→ PROBLEM STATEMENT: An exact restatement of the entire listing is needed, excluding all images.

→ DATA EXTRACTS:

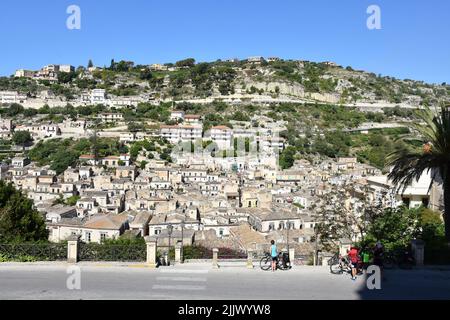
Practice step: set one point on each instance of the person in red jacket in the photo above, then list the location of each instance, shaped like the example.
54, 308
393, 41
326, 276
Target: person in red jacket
353, 255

→ ANSWER TO THIS EXERCISE:
Practice step: set one point on each instance of the person in red jacket in the photo above, then list the location of each instance, shaped like the example.
54, 308
393, 41
326, 276
Target: person in red jacket
353, 255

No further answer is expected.